>>

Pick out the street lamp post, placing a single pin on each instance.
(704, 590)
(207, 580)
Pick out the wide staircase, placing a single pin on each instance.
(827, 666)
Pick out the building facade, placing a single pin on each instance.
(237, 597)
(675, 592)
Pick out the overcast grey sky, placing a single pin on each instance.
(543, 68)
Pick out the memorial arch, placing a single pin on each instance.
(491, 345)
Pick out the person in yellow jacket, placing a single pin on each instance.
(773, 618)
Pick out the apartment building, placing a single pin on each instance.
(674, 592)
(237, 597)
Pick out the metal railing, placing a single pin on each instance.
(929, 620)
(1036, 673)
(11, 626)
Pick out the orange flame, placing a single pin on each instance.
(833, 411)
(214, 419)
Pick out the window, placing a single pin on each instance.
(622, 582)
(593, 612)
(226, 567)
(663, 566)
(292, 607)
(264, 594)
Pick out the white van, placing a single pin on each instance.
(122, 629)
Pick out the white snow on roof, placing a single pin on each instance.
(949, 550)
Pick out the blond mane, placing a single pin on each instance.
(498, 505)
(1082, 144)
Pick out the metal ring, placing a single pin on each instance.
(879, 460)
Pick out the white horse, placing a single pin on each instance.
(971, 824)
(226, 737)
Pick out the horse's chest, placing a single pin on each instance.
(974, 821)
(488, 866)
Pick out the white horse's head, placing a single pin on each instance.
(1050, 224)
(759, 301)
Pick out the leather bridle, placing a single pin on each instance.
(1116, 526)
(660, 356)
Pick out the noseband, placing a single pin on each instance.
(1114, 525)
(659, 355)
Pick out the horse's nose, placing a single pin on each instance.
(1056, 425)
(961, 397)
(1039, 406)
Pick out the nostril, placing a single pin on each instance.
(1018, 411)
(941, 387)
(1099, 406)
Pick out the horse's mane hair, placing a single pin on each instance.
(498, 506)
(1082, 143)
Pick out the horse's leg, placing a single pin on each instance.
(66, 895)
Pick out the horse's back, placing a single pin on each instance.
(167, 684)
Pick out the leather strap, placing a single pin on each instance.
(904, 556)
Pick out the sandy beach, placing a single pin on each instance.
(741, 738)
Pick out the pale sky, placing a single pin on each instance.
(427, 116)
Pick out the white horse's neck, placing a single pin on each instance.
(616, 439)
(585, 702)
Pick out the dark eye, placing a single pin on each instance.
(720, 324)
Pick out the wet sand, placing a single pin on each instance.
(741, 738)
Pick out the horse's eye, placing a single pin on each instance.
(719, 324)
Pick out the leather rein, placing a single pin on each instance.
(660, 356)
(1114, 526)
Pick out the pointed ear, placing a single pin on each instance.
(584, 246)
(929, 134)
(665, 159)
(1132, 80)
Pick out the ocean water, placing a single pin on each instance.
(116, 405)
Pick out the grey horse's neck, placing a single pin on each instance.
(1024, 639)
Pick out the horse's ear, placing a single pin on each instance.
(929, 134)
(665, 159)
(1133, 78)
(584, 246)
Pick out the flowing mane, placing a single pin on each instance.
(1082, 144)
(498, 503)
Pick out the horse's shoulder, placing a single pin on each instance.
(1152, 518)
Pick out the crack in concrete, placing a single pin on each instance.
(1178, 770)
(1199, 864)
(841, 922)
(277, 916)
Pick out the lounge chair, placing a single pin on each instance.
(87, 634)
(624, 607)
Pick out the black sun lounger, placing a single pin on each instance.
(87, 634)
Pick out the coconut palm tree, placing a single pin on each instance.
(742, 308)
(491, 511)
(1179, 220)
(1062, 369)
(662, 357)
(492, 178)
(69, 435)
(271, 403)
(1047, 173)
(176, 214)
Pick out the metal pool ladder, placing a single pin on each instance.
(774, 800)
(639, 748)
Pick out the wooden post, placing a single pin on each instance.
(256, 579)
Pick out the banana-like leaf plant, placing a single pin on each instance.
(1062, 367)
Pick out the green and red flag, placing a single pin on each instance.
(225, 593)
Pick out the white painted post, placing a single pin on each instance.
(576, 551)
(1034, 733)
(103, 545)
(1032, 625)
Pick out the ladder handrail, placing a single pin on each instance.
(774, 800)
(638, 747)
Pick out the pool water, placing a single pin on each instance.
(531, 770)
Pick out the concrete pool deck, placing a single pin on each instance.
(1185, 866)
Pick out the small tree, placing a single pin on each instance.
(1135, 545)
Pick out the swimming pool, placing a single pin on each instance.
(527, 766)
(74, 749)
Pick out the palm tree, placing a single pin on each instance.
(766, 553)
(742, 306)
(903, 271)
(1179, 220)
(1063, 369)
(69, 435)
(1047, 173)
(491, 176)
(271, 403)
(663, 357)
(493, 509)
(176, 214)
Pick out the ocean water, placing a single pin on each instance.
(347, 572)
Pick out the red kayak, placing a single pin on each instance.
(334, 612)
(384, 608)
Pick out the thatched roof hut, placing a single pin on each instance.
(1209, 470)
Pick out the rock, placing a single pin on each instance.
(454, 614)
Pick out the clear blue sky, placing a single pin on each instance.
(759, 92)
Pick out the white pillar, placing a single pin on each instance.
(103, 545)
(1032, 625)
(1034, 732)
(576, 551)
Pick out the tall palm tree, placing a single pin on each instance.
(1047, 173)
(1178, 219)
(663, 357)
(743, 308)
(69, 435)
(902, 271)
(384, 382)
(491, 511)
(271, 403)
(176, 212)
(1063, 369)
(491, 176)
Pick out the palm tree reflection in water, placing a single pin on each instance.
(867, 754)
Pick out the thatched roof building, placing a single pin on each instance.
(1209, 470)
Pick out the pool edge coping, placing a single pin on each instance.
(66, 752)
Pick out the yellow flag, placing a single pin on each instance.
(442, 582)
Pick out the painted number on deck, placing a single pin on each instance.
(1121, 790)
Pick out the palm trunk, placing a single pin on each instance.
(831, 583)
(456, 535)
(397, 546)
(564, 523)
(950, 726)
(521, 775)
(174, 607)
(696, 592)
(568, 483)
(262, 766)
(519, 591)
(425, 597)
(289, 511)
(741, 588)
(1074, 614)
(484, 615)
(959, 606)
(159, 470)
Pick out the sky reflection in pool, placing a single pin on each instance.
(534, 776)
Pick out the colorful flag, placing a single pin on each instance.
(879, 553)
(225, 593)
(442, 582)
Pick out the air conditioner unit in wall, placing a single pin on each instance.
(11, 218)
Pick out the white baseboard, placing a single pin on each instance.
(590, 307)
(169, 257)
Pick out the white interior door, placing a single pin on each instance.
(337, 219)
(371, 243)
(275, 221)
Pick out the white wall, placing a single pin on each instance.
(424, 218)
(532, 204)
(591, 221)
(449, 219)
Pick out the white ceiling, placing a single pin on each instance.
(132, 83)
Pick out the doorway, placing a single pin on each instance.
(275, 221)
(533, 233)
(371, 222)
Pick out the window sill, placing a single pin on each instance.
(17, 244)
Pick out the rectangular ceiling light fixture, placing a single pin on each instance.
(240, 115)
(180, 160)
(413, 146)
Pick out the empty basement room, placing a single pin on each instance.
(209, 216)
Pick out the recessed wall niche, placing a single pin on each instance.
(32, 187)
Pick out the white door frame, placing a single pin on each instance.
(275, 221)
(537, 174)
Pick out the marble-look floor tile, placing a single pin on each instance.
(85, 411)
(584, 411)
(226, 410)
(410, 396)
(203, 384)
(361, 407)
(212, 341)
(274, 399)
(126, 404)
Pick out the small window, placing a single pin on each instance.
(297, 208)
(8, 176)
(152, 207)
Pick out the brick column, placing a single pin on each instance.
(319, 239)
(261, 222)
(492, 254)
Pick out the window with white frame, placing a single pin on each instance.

<<

# [DESCRIPTION OF THE TASK]
Could you restate every record word for word?

# [REPLY TO THE EXERCISE]
Pick out the street lamp post, placing a single pin on each instance.
(704, 590)
(207, 580)
Pick out the wide staircase, placing a single pin on each instance.
(827, 666)
Pick out the building facade, placing a single pin on each instance.
(237, 597)
(675, 592)
Pick out the overcast grey sky, placing a single pin on each instance.
(543, 68)
Pick out the memorial arch, placing a single pin on each instance.
(491, 345)
Pick out the person in yellow jacket, placing a single pin on each instance.
(773, 618)
Pick out the apartment building, placing a single pin on each instance.
(674, 592)
(237, 597)
Pick out the metal railing, placing a single pin on each instance.
(929, 620)
(1036, 673)
(11, 626)
Pick out the orange flame, placing a single pin on each instance.
(833, 411)
(214, 419)
Pick out the window, placing a single pin on each instance.
(622, 582)
(593, 612)
(226, 567)
(663, 566)
(292, 607)
(264, 594)
Pick out the white van, placing a single pin on each instance.
(122, 629)
Pick out the white snow on roof, placing a single pin on each instance.
(949, 550)
Pick out the blond mane, placing a single pin on each instance.
(498, 505)
(1082, 144)
Pick out the metal ring, placing a single pin on each instance.
(879, 460)
Pick out the white horse, placing a single pin on each instance.
(971, 824)
(226, 737)
Pick out the horse's chest, placing a single pin on each instance.
(974, 821)
(488, 866)
Pick out the white horse's head, placing a single pin on each instance.
(1050, 224)
(759, 301)
Pick out the leather bridle, placing a single pin on each instance.
(1116, 526)
(660, 356)
Pick out the noseband, placing a single pin on each instance.
(1114, 525)
(659, 355)
Pick out the horse's nose, placing a single pin on each instance.
(1056, 425)
(961, 397)
(1039, 406)
Pick out the nostril, placing a single pin on each instance.
(1018, 411)
(941, 387)
(1099, 406)
Pick out the horse's mane hair, placing a single pin on each instance.
(498, 506)
(1082, 143)
Pick out the horse's leg, placing a single pin on each instance.
(66, 895)
Pick out the horse's back, placing a single pin on each instance.
(167, 684)
Pick out the leather strap, placing a single pin on each instance.
(904, 556)
Pick out the sandy beach, placing a single pin on each instance.
(741, 738)
Pick out the pale sky, placing a single pin on each instance.
(427, 116)
Pick out the white horse's neck, placing a single pin on each instance.
(616, 439)
(585, 702)
Pick out the dark eye, placing a single pin on each instance.
(720, 324)
Pick out the wet sand, placing a single pin on each instance.
(741, 738)
Pick out the horse's eye, placing a single pin on each instance.
(719, 324)
Pick out the leather rein, placing a single pin on each instance.
(660, 356)
(1114, 526)
Pick out the pointed ear, placing a single pin on each instance.
(584, 246)
(929, 134)
(665, 159)
(1132, 80)
Pick out the ocean water, placing a single pin on each instance.
(116, 405)
Pick out the grey horse's neck, placing a single pin on each instance.
(1024, 639)
Pick out the horse's ear, placing a single pin on each instance.
(929, 134)
(665, 159)
(1133, 78)
(584, 246)
Pick out the flowing mane, placing a single pin on each instance.
(1082, 144)
(498, 503)
Pick out the horse's shoulder, placing a single pin on each instance.
(1152, 518)
Pick out the crack in concrete, placing a single pin on each instance.
(1178, 770)
(1199, 864)
(841, 922)
(277, 916)
Pick out the lounge chair, placing a single pin on each instance.
(87, 634)
(624, 607)
Pick out the black sun lounger, placing a single pin on each instance.
(87, 634)
Pick out the coconut palm tree, placing a single pin on each instance.
(742, 308)
(491, 511)
(1179, 220)
(1062, 369)
(662, 357)
(492, 178)
(69, 435)
(271, 403)
(1047, 173)
(176, 214)
Pick out the metal pool ladder, placing a single pin on each instance.
(774, 800)
(639, 748)
Pick out the wooden post, placing a single pin on each instance.
(256, 579)
Pick out the banana-like leaf plant, placing a single pin on each instance.
(1062, 367)
Pick out the green and red flag, placing a single pin on each instance.
(225, 593)
Pick out the white painted post, placing a single pin on each instance.
(576, 551)
(1034, 733)
(103, 545)
(1032, 625)
Pick out the ladder handrail, placing a single pin on each instance.
(774, 800)
(638, 747)
Pick out the pool water, placing a single pin on each instance.
(531, 770)
Pick out the concrete pool deck, placing a single pin on each instance.
(1185, 866)
Pick out the small tree, placing a single pin on each instance.
(1135, 545)
Pick out the swimming pool, placing a single pin on each instance.
(527, 766)
(74, 749)
Pick out the palm tree, placing a single pin on each instance.
(766, 553)
(742, 306)
(903, 271)
(1179, 220)
(1063, 369)
(69, 435)
(1047, 173)
(491, 176)
(271, 403)
(663, 357)
(493, 509)
(176, 214)
Pick out the ocean water, placing a single pin on each instance.
(347, 572)
Pick out the red kayak, placing a single pin on each instance.
(334, 612)
(384, 608)
Pick out the thatched roof hut, placing a single pin on each instance.
(1209, 470)
Pick out the rock, placing a single pin on each instance.
(454, 614)
Pick out the clear blue sky, placing a single pin on each instance.
(759, 92)
Pick out the white pillar, placing a single pin on each instance.
(103, 545)
(1032, 625)
(1034, 732)
(576, 551)
Pick out the tall palm tree, placing a single pin on each instance.
(1047, 173)
(1178, 219)
(663, 357)
(743, 308)
(69, 435)
(902, 271)
(384, 382)
(491, 511)
(271, 403)
(176, 212)
(1063, 369)
(491, 176)
Pick out the palm tree reflection in water, placing a single pin on each instance.
(867, 754)
Pick out the thatched roof building, placing a single pin on each instance.
(1209, 470)
Pick out the pool edge coping, placing a single pin on each instance.
(66, 752)
Pick out the yellow flag, placing a single pin on each instance.
(442, 582)
Pick out the painted number on deck, placing a single pin on each instance.
(1121, 790)
Pick out the palm trunk, placing a single pin on each instance.
(831, 583)
(456, 535)
(397, 546)
(564, 523)
(950, 726)
(521, 775)
(174, 607)
(696, 592)
(568, 483)
(262, 766)
(519, 591)
(425, 597)
(289, 511)
(741, 588)
(1074, 614)
(484, 615)
(959, 606)
(159, 470)
Pick out the sky reflection in pool, placing a single pin on each instance.
(534, 776)
Pick out the colorful flag, placing a single pin on each instance.
(879, 553)
(225, 593)
(442, 582)
Pick out the air conditioner unit in wall, placing a single pin on each instance.
(11, 218)
Pick out the white baseboard, placing a single pin on each instance.
(590, 307)
(169, 257)
Pick out the white interior door, placing a single pin on each instance.
(337, 219)
(371, 243)
(275, 221)
Pick out the white wall, placing a single pin on each instance.
(424, 218)
(532, 204)
(591, 221)
(449, 219)
Pick out the white ceiling, placing a single pin on each instance.
(132, 83)
Pick out the doorway, placing a single pin on each instance.
(275, 221)
(533, 233)
(371, 222)
Pick out the window sill, placing a single pin on each instance.
(17, 244)
Pick out the rectangular ceiling light fixture, placing a single pin on each instance.
(240, 115)
(180, 160)
(413, 146)
Pick out the empty basement room, placing a single pin on each instance.
(209, 216)
Pick out the recessed wall niche, placing a single pin on each instance.
(32, 187)
Pick out the white door frame, placing a single pin on each instance.
(275, 221)
(537, 174)
Pick out the marble-look floor tile, placing a single pin on each instance.
(85, 411)
(584, 411)
(226, 410)
(410, 396)
(203, 384)
(361, 407)
(212, 341)
(274, 399)
(126, 404)
Pick out the small window, placing a single pin on each instance.
(297, 208)
(8, 176)
(152, 207)
Pick out the brick column, placing a single pin on each instance.
(319, 239)
(261, 222)
(492, 254)
Pick out the window with white frame, placing a single pin on each instance.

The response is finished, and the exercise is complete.